• [GOAL]: Identify every line below that contains the string "hillside", and copy each such line in full.

[Collected data]
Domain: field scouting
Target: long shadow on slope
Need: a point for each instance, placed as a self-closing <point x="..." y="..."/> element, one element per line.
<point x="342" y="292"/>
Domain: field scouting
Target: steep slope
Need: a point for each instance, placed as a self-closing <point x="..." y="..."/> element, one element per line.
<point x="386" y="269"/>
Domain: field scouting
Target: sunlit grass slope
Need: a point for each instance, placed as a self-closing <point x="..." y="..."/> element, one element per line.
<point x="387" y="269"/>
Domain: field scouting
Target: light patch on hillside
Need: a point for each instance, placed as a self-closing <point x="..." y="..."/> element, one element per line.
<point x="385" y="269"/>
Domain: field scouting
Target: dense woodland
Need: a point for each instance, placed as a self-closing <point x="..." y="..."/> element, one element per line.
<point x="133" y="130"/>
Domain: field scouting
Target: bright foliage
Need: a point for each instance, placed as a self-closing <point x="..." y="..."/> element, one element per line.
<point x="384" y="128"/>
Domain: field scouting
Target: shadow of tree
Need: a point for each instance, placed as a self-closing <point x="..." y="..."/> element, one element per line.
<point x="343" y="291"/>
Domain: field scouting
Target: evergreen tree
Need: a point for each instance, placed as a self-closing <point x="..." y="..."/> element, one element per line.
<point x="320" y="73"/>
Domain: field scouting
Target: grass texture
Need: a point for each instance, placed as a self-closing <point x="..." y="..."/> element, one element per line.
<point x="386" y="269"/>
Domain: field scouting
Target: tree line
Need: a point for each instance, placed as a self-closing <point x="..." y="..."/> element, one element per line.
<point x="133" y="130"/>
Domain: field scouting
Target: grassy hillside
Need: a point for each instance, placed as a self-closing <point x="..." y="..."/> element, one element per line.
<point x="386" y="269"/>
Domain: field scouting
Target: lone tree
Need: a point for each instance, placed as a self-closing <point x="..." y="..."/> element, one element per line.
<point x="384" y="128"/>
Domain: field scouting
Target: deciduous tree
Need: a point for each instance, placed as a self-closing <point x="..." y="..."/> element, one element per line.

• [FULL OUTPUT]:
Target: light patch on hillside
Target: grassy hillside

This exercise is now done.